> [Excerpted text]
The Hume family had settled at Humewood and built a castle there in the 15th century. The estate passed down through successive generations to Fitzwilliam Hume (1805–1892) who was the wealthy MP for Wicklow from 1852 to 1880. He commissioned architect William White to design a country retreat for the summer and the shooting season and White hired Albert Kimberley to build the castle. White exceeded his brief and the final result, built between 1867 and 1870, was today's Gothic fantasy which far exceeded the budget, bankrupting White in the process. Fitzwilliam Hume assumed the surname of Dick in 1864 under the terms of a legacy. His only son William Hume inherited the property and was appointed a Deputy Lieutenant of Wicklow and served as High Sheriff of Wicklow for 1896.

After William Hume's death the estate passed to his daughter Catherine Marie-Madeleine (Mimi), who had married Jacques Weygand, son of the French General Maxime Weygand. They had no children. Shortly before her death in 1992, Mimi Weygand presented the majority of the estate cottages, including several in Kiltegan, to her tenants. The castle and 450-acre estate were subsequently sold at auction to the German businesswoman Renata Coleman for £1 million.

> [Given records]
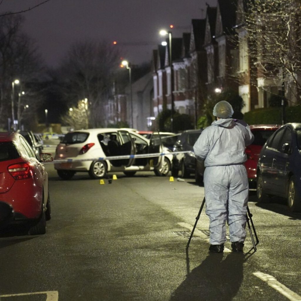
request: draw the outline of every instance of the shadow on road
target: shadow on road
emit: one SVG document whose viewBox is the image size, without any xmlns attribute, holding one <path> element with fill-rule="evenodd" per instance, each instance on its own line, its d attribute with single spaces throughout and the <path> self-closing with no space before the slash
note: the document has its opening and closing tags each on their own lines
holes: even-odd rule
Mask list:
<svg viewBox="0 0 301 301">
<path fill-rule="evenodd" d="M 223 301 L 232 300 L 243 279 L 243 253 L 210 254 L 198 266 L 189 271 L 186 279 L 170 300 Z"/>
</svg>

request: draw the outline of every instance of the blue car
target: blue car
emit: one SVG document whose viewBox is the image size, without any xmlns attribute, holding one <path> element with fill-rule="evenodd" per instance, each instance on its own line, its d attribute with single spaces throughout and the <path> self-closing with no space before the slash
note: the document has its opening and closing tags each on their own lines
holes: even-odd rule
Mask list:
<svg viewBox="0 0 301 301">
<path fill-rule="evenodd" d="M 290 210 L 301 212 L 301 123 L 276 131 L 260 152 L 257 169 L 257 197 L 268 203 L 277 196 L 287 200 Z"/>
</svg>

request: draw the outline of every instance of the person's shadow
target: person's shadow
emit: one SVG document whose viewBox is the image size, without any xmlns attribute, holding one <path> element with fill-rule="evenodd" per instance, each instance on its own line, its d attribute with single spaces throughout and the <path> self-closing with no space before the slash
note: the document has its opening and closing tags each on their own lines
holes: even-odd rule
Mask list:
<svg viewBox="0 0 301 301">
<path fill-rule="evenodd" d="M 200 265 L 189 272 L 187 257 L 188 274 L 170 300 L 232 300 L 242 282 L 244 258 L 244 255 L 240 252 L 210 254 Z"/>
</svg>

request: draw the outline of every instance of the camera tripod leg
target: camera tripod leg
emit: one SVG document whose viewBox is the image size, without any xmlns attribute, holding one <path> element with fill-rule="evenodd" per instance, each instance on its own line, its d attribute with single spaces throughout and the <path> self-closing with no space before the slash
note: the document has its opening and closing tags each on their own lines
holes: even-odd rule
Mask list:
<svg viewBox="0 0 301 301">
<path fill-rule="evenodd" d="M 255 235 L 255 238 L 256 239 L 256 244 L 257 244 L 259 242 L 259 240 L 258 240 L 258 238 L 257 236 L 256 231 L 255 230 L 255 227 L 254 226 L 254 224 L 253 223 L 253 221 L 252 220 L 252 217 L 253 216 L 253 215 L 250 212 L 250 209 L 249 209 L 248 206 L 247 206 L 247 209 L 248 212 L 248 215 L 249 218 L 250 219 L 251 223 L 252 225 L 252 228 L 253 228 L 253 231 L 254 232 L 254 235 Z"/>
<path fill-rule="evenodd" d="M 202 210 L 203 210 L 203 207 L 204 207 L 204 205 L 205 203 L 205 197 L 204 197 L 204 199 L 203 200 L 203 203 L 202 203 L 202 205 L 201 205 L 201 207 L 200 208 L 200 211 L 199 211 L 199 213 L 197 215 L 197 216 L 195 218 L 196 220 L 195 221 L 195 222 L 194 223 L 194 226 L 193 229 L 192 229 L 192 231 L 191 231 L 191 234 L 190 234 L 190 237 L 189 238 L 189 239 L 188 240 L 188 242 L 187 243 L 187 244 L 186 246 L 186 248 L 188 249 L 189 247 L 189 244 L 190 243 L 190 241 L 191 240 L 191 239 L 192 237 L 192 235 L 193 235 L 193 232 L 194 231 L 194 229 L 195 229 L 195 227 L 197 226 L 197 221 L 199 220 L 199 219 L 200 218 L 200 216 L 201 215 L 201 213 L 202 212 Z"/>
<path fill-rule="evenodd" d="M 251 230 L 251 227 L 250 226 L 250 223 L 249 222 L 249 218 L 247 215 L 247 222 L 248 223 L 248 227 L 249 227 L 249 231 L 250 232 L 250 236 L 251 236 L 251 239 L 252 241 L 252 243 L 253 244 L 253 247 L 254 248 L 254 250 L 256 251 L 257 250 L 257 249 L 256 248 L 256 246 L 255 245 L 254 239 L 253 237 L 253 234 L 252 233 L 252 231 Z"/>
</svg>

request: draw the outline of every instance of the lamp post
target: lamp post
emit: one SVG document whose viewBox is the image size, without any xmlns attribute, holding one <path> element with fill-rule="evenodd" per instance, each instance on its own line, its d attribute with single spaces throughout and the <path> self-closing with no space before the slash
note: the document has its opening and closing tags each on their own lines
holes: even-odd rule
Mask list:
<svg viewBox="0 0 301 301">
<path fill-rule="evenodd" d="M 45 109 L 45 125 L 46 127 L 46 130 L 48 130 L 48 127 L 47 126 L 47 115 L 48 113 L 48 110 L 47 109 Z"/>
<path fill-rule="evenodd" d="M 17 85 L 20 83 L 20 82 L 19 79 L 15 79 L 11 83 L 12 91 L 11 91 L 11 116 L 12 118 L 12 122 L 13 124 L 14 125 L 14 130 L 16 130 L 16 125 L 15 122 L 15 109 L 14 109 L 14 103 L 15 103 L 15 84 Z"/>
<path fill-rule="evenodd" d="M 173 26 L 170 26 L 170 28 L 172 28 Z M 162 29 L 160 31 L 160 34 L 161 36 L 166 36 L 168 35 L 169 38 L 169 65 L 170 67 L 170 96 L 171 101 L 171 131 L 173 132 L 173 110 L 174 105 L 174 95 L 173 95 L 174 90 L 174 83 L 173 80 L 173 68 L 172 67 L 172 33 L 171 31 L 167 31 L 165 29 Z"/>
<path fill-rule="evenodd" d="M 129 76 L 130 93 L 131 101 L 131 122 L 132 124 L 131 127 L 134 127 L 134 122 L 133 121 L 133 92 L 132 86 L 132 68 L 131 64 L 127 61 L 123 61 L 121 62 L 122 67 L 125 66 L 126 69 L 129 70 Z"/>
</svg>

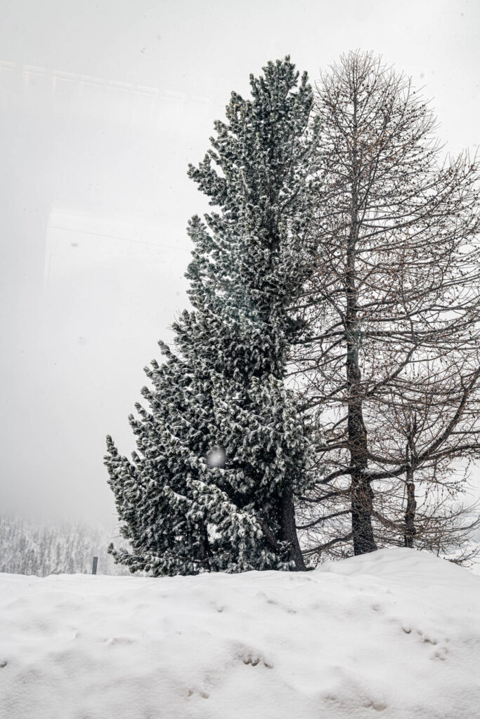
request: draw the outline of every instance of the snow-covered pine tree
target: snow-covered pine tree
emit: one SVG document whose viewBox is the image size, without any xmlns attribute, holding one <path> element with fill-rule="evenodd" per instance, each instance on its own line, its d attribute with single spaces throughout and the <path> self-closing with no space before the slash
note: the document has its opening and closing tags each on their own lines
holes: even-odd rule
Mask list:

> [Work task 1]
In the Humewood excerpt, whom did William White hire to build the castle?
> [Work task 2]
Print part of the Humewood excerpt, beginning at the words "After William Hume's" and stopping after "for £1 million.".

> [Answer space 1]
Albert Kimberley.

> [Answer space 2]
After William Hume's death the estate passed to his daughter Catherine Marie-Madeleine (Mimi), who had married Jacques Weygand, son of the French General Maxime Weygand. They had no children. Shortly before her death in 1992, Mimi Weygand presented the majority of the estate cottages, including several in Kiltegan, to her tenants. The castle and 450-acre estate were subsequently sold at auction to the German businesswoman Renata Coleman for £1 million.